Task:
Reproduce each of the lines word for word.

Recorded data
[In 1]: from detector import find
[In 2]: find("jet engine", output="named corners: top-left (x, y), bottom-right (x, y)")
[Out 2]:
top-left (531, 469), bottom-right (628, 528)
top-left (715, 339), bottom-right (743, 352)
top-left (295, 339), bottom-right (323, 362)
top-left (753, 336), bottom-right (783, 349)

Response below:
[In 1]: from detector import find
[In 2]: find("jet engine", output="named corners: top-left (x, y), bottom-right (x, y)")
[Out 2]:
top-left (531, 469), bottom-right (628, 528)
top-left (715, 339), bottom-right (743, 352)
top-left (295, 339), bottom-right (323, 362)
top-left (753, 336), bottom-right (783, 349)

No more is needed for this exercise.